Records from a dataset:
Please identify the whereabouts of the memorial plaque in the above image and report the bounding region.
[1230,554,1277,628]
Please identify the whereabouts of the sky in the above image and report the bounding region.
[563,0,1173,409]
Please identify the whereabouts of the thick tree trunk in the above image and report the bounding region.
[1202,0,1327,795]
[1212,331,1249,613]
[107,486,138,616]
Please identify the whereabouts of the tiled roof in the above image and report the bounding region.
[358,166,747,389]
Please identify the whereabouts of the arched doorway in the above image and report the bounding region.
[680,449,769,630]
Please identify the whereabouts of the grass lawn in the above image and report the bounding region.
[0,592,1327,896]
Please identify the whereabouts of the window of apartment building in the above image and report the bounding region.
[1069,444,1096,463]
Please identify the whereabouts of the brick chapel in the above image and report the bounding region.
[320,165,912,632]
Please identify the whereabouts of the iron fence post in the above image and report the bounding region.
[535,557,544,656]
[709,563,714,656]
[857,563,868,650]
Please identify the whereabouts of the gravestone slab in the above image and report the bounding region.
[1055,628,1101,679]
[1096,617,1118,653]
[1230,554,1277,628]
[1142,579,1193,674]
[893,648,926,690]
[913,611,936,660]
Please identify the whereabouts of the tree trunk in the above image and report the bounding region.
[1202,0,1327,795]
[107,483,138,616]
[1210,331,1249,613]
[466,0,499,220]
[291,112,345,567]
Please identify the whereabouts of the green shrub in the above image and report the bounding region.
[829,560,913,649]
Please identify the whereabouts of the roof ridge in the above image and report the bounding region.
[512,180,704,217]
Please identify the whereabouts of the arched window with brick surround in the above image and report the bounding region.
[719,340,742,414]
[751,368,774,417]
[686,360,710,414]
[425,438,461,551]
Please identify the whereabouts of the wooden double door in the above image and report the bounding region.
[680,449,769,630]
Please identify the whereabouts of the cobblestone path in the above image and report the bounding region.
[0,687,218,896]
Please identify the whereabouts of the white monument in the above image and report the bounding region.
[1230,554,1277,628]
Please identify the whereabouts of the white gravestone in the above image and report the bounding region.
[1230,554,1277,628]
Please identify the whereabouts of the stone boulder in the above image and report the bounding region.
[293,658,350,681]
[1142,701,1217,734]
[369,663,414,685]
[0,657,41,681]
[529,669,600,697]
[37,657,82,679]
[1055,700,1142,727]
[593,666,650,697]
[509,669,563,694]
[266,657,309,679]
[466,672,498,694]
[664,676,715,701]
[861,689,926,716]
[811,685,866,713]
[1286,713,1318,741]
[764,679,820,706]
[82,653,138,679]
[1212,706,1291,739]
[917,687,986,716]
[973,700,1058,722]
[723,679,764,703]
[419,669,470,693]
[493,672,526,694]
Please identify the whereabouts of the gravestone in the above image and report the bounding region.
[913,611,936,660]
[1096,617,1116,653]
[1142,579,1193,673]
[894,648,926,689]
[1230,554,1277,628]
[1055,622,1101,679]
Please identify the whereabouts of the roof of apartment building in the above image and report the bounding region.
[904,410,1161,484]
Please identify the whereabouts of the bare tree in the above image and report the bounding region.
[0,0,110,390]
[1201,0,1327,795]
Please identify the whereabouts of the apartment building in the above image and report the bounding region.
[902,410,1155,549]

▸ What you have to do
Arrange every line of the listing above as a numbered list, leaving out any blank lines.

▸ Completed exercise
1. Please identify the whereabouts of the memorial plaque in the above image and report the bounding region.
2. [1230,554,1277,628]
3. Please identify the whereabouts of the sky in the above image and report the bounding region.
4. [563,0,1173,409]
5. Please identify the whereabouts of the thick tree trunk in the above image and report the bounding region.
6. [1202,0,1327,795]
7. [1212,331,1249,613]
8. [107,486,138,616]
9. Please identify the whereabouts of the tiled roof in the above image and report the bounding region.
10. [358,166,747,389]
11. Please identify the whereabouts of the arched doorway in the above image and report the bounding region.
12. [680,449,769,630]
13. Please identify the whereabouts of the grass lawn in the above image and report the bounding region.
14. [0,592,1327,896]
15. Please identify the whereabouts of the window of apartment building in the above image and report the bounding region.
16. [1069,444,1096,463]
17. Please identify the whereabouts of the brick chapel in the above image and report the bounding region.
18. [320,165,912,632]
19. Please identify the whereabouts of the iron fence post in the above image and report the bounding region.
20. [535,557,544,656]
21. [709,563,714,656]
22. [857,563,868,650]
23. Please identify the whereabouts of the gravestone slab in the above image and report the bounding region.
24. [1055,628,1101,679]
25. [1096,617,1118,653]
26. [1230,554,1277,628]
27. [1142,579,1193,674]
28. [893,648,926,690]
29. [913,611,936,660]
30. Please identify the whereabouts of the tree trunk in the above image and report the bounding region.
31. [1202,0,1327,795]
32. [107,483,138,616]
33. [1210,331,1249,613]
34. [466,0,499,220]
35. [291,112,345,567]
36. Please identify the whereabouts of the green shrub in the above image and report the bounding region.
37. [829,560,913,649]
38. Please identify the whereabouts of the roof ridge in the above image and report the bounding region.
39. [512,180,704,217]
40. Please identify the whereabouts of the arched window with brick surround in the above image and report the bounding region.
41. [719,340,742,414]
42. [751,368,774,417]
43. [686,360,710,414]
44. [425,438,461,551]
45. Please identify the whereabouts of the wooden double door in the above image and report the bounding region.
46. [680,449,769,630]
47. Please identify the whereabouts of the cobblestone path in the above image and report the bounding region.
48. [0,687,218,896]
49. Please identify the whereabouts of the white monument in the above image and report the bounding region.
50. [1230,554,1277,628]
51. Please identify the whereabouts of the white gravestone in the above image and report the bounding region.
52. [1230,554,1277,628]
53. Please identify the whereabouts of the stone boulder in the above image and report the bounding region.
54. [293,658,350,681]
55. [1142,701,1217,734]
56. [369,663,414,685]
57. [0,657,41,681]
58. [529,669,600,697]
59. [37,657,82,679]
60. [1055,700,1142,727]
61. [593,666,650,697]
62. [509,669,563,694]
63. [266,657,309,679]
64. [466,672,498,694]
65. [664,676,715,701]
66. [861,689,926,716]
67. [811,685,866,713]
68. [1286,713,1318,741]
69. [764,679,820,706]
70. [82,653,138,679]
71. [1212,706,1291,739]
72. [917,687,986,716]
73. [973,700,1058,722]
74. [723,679,764,703]
75. [419,669,470,693]
76. [493,672,526,694]
77. Please identify the whereabouts of the gravestone in the above image and report the bounding region.
78. [913,611,936,660]
79. [1096,617,1116,653]
80. [1142,579,1193,673]
81. [894,648,926,689]
82. [1230,554,1277,628]
83. [1055,622,1101,679]
84. Please identify the whereabouts of the roof of apartment building in the above image and report the bounding region.
85. [904,410,1161,484]
86. Please identify the whereabouts of the bare tree in the above image and report the bounding region.
87. [0,0,110,390]
88. [1201,0,1327,795]
89. Please identify the whereabouts of the apartment building in the above image and report the bounding region.
90. [902,410,1155,549]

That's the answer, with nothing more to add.